### Information supplied
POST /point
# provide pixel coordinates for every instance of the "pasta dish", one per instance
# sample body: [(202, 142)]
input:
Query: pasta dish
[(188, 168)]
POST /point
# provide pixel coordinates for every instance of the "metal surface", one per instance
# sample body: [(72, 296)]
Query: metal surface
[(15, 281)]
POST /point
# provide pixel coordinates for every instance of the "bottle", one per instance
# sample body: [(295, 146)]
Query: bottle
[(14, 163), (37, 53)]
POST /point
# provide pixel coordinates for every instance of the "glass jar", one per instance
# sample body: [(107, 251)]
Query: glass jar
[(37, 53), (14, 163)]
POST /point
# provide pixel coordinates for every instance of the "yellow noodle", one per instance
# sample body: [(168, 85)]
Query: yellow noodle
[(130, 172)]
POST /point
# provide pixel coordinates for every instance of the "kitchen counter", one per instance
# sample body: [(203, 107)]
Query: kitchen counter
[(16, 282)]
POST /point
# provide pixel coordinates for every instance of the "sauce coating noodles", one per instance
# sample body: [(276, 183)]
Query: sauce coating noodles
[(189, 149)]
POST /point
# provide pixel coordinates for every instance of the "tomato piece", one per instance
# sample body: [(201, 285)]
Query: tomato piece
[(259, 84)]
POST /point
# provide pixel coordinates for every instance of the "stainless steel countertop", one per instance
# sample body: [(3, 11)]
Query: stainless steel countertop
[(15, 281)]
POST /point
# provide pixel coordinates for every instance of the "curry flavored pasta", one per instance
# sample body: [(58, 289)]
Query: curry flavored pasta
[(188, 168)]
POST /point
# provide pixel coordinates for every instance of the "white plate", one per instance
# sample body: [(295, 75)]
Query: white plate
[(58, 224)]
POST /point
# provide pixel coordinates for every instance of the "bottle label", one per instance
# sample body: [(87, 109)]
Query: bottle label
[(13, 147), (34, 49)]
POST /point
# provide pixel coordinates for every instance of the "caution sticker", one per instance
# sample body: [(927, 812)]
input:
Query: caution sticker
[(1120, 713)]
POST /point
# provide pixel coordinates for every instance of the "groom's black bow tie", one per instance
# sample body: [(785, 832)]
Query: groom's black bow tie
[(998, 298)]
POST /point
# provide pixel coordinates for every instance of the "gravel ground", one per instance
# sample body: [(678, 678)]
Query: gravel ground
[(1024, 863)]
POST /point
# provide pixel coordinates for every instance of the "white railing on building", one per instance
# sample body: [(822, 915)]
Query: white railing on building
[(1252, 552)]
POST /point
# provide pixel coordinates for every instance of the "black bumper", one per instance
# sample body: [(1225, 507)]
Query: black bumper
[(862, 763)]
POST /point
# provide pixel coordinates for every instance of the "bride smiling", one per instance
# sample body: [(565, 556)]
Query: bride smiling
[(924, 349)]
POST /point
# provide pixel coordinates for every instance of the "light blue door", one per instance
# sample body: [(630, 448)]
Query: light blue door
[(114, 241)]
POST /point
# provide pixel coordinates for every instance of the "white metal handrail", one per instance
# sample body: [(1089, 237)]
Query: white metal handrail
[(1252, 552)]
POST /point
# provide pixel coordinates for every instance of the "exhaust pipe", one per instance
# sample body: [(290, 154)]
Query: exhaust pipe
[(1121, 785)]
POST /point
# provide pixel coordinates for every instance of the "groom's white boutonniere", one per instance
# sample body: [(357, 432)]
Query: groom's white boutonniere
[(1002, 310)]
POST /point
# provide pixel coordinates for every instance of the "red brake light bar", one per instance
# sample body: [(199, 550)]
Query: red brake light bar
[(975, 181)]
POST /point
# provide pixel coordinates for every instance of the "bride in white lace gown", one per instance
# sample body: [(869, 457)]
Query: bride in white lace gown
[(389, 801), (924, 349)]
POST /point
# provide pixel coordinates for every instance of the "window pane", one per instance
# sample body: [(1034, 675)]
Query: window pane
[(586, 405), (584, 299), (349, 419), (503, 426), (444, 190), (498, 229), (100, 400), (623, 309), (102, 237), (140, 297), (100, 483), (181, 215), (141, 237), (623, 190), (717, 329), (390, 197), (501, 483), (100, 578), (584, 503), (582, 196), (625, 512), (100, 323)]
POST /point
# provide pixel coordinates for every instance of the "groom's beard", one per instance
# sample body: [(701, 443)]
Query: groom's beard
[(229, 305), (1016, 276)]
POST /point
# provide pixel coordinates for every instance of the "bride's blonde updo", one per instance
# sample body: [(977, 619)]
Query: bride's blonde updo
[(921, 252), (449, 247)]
######
#### Task to carry out:
Reproduce, with no changes, the records from their very first line through the line that contains "[(37, 53), (14, 163)]".

#### Exercise solution:
POST /point
# provide pixel coordinates for every instance of the "pasta dish", one per instance
# sample body: [(202, 142)]
input:
Query: pasta dish
[(188, 168)]
POST /point
# provide pixel coordinates for every instance of the "metal surface", one per instance
# sample body: [(72, 296)]
Query: metal surface
[(15, 281)]
POST /point
# provide pixel coordinates for every instance of the "bottle", one per instance
# sample body: [(295, 146)]
Query: bottle
[(14, 163), (37, 53)]
POST /point
# provide pixel coordinates for every instance of the "glass jar", one per instance
# sample body: [(107, 251)]
Query: glass jar
[(37, 53), (14, 163)]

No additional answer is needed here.